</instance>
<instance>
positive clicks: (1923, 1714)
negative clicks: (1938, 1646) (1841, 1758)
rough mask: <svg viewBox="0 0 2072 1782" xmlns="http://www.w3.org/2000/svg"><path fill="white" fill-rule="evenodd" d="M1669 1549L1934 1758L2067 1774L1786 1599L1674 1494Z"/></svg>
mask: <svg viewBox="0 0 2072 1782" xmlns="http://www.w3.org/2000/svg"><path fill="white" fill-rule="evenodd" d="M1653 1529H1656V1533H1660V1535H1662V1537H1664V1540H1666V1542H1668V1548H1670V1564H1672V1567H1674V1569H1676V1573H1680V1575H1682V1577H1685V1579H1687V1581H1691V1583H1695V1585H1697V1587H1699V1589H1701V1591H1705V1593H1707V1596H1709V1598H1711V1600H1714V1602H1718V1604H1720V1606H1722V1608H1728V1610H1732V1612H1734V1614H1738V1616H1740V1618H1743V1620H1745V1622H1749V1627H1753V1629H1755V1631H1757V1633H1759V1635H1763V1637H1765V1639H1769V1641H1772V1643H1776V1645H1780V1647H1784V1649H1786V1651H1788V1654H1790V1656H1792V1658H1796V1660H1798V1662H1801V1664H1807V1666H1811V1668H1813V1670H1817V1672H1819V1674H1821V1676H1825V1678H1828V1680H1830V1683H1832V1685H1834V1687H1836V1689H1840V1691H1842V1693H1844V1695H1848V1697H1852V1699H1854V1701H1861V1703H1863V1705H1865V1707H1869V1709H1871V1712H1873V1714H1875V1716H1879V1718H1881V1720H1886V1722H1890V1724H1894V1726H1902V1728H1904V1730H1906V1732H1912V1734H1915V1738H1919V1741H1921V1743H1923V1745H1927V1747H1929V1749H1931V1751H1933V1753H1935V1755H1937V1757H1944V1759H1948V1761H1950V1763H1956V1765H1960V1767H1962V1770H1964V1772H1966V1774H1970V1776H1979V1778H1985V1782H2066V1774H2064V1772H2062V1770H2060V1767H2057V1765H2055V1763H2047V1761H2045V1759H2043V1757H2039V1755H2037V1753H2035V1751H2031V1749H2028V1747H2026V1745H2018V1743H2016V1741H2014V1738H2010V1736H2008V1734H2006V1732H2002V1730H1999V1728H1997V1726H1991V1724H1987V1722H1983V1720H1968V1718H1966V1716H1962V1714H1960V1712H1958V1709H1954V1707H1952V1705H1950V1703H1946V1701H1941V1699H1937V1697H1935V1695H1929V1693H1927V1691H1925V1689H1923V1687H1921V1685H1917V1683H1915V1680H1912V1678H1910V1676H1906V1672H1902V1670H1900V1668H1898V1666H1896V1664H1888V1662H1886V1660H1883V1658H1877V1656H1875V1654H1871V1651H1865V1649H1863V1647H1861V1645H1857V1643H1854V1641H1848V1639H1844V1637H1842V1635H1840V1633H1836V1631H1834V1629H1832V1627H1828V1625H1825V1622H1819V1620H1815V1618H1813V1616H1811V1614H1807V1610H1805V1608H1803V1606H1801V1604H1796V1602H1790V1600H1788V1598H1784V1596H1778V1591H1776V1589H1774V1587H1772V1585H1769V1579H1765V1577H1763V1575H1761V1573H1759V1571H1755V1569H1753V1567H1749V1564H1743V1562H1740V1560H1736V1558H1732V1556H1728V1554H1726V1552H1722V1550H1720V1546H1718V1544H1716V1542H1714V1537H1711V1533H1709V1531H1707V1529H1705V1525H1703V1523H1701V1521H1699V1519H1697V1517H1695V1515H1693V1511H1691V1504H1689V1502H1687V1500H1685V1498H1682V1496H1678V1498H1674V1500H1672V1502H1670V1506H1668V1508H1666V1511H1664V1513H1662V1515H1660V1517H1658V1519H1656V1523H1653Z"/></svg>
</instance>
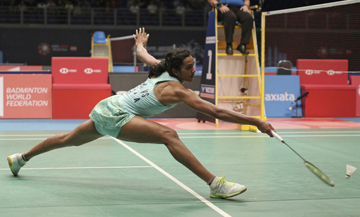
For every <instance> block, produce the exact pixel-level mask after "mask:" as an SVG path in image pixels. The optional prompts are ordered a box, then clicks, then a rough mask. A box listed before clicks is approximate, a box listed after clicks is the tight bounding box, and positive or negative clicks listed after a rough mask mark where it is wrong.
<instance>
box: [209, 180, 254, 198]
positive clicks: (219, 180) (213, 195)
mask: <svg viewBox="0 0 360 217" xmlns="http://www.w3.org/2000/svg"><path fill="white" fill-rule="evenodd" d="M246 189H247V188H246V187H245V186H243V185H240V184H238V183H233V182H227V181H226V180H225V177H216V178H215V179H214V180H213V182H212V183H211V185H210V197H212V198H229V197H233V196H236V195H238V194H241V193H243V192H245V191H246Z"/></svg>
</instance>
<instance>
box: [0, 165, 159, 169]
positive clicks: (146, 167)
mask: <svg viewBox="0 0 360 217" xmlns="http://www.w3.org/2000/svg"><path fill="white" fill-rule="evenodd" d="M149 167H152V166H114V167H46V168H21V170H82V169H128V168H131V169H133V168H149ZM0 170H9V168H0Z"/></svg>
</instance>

▬▬▬

■ **What you need to do**: In your copy, the listing above should appear word for word, with no images.

■ **Response area**:
</instance>
<instance>
positive clicks: (1923, 1714)
negative clicks: (1938, 1646) (1841, 1758)
rough mask: <svg viewBox="0 0 2072 1782" xmlns="http://www.w3.org/2000/svg"><path fill="white" fill-rule="evenodd" d="M1669 1549L1934 1758L2067 1774L1786 1599L1674 1494Z"/></svg>
mask: <svg viewBox="0 0 2072 1782" xmlns="http://www.w3.org/2000/svg"><path fill="white" fill-rule="evenodd" d="M1653 1529H1656V1533H1660V1535H1662V1537H1664V1540H1666V1542H1668V1548H1670V1564H1672V1567H1674V1569H1676V1573H1680V1575H1682V1577H1685V1579H1687V1581H1691V1583H1695V1585H1697V1587H1699V1589H1701V1591H1705V1593H1707V1596H1709V1598H1711V1600H1714V1602H1718V1604H1720V1606H1722V1608H1728V1610H1732V1612H1734V1614H1738V1616H1740V1618H1743V1620H1745V1622H1749V1627H1753V1629H1755V1631H1757V1633H1759V1635H1763V1637H1765V1639H1769V1641H1772V1643H1776V1645H1780V1647H1784V1649H1786V1651H1788V1654H1790V1656H1792V1658H1796V1660H1798V1662H1801V1664H1807V1666H1811V1668H1813V1670H1817V1672H1819V1674H1821V1676H1825V1678H1828V1680H1830V1683H1832V1685H1834V1687H1836V1689H1840V1691H1842V1693H1844V1695H1848V1697H1852V1699H1854V1701H1861V1703H1863V1705H1865V1707H1869V1709H1871V1712H1873V1714H1875V1716H1879V1718H1881V1720H1886V1722H1890V1724H1894V1726H1902V1728H1904V1730H1906V1732H1912V1734H1915V1738H1919V1741H1921V1743H1923V1745H1927V1747H1929V1749H1931V1751H1933V1753H1935V1755H1937V1757H1944V1759H1948V1761H1950V1763H1956V1765H1960V1767H1962V1770H1964V1772H1966V1774H1970V1776H1979V1778H1985V1782H2066V1774H2064V1772H2062V1770H2060V1767H2057V1765H2055V1763H2047V1761H2045V1759H2043V1757H2039V1755H2037V1753H2035V1751H2031V1749H2028V1747H2026V1745H2018V1743H2016V1741H2014V1738H2010V1736H2008V1734H2006V1732H2002V1730H1999V1728H1997V1726H1991V1724H1987V1722H1983V1720H1968V1718H1966V1716H1962V1714H1960V1712H1958V1709H1954V1707H1952V1705H1950V1703H1946V1701H1941V1699H1937V1697H1935V1695H1929V1693H1927V1691H1925V1689H1923V1687H1921V1685H1917V1683H1915V1680H1912V1678H1910V1676H1906V1672H1902V1670H1900V1668H1898V1666H1896V1664H1888V1662H1886V1660H1883V1658H1877V1656H1875V1654H1871V1651H1865V1649H1863V1647H1861V1645H1857V1643H1854V1641H1848V1639H1844V1637H1842V1635H1840V1633H1836V1631H1834V1629H1832V1627H1828V1625H1825V1622H1819V1620H1815V1618H1813V1616H1811V1614H1807V1610H1805V1608H1803V1606H1801V1604H1796V1602H1790V1600H1788V1598H1784V1596H1778V1591H1776V1589H1774V1587H1772V1585H1769V1579H1765V1577H1763V1575H1761V1573H1759V1571H1755V1569H1753V1567H1749V1564H1743V1562H1740V1560H1736V1558H1732V1556H1728V1554H1726V1552H1722V1550H1720V1546H1718V1544H1716V1542H1714V1537H1711V1533H1709V1531H1707V1529H1705V1525H1703V1523H1701V1521H1699V1519H1697V1517H1695V1515H1693V1511H1691V1504H1689V1502H1687V1500H1685V1498H1682V1496H1678V1498H1674V1500H1672V1502H1670V1506H1668V1508H1666V1511H1664V1513H1662V1515H1660V1517H1658V1519H1656V1523H1653Z"/></svg>
</instance>
For every <instance> block, produce the exact pixel-level mask after "mask:" as an SVG path in image pixels. The optional prompts are ordered a box, then clicks, then a rough mask. A box listed before clicks is approximate, a box listed after clicks is the tight bounding box, and positive or negative clicks listed after a rough mask mark where it is wrong.
<instance>
box: [209, 180, 254, 198]
positive clicks: (219, 180) (213, 195)
mask: <svg viewBox="0 0 360 217" xmlns="http://www.w3.org/2000/svg"><path fill="white" fill-rule="evenodd" d="M246 189H247V188H246V187H245V186H243V185H240V184H238V183H233V182H227V181H226V180H225V177H216V178H215V179H214V180H213V182H212V183H211V185H210V197H212V198H229V197H233V196H236V195H238V194H241V193H243V192H245V191H246Z"/></svg>
</instance>
<instance>
box: [0, 165, 159, 169]
positive clicks: (146, 167)
mask: <svg viewBox="0 0 360 217" xmlns="http://www.w3.org/2000/svg"><path fill="white" fill-rule="evenodd" d="M149 167H152V166H114V167H46V168H21V170H82V169H128V168H131V169H133V168H149ZM0 170H9V168H0Z"/></svg>
</instance>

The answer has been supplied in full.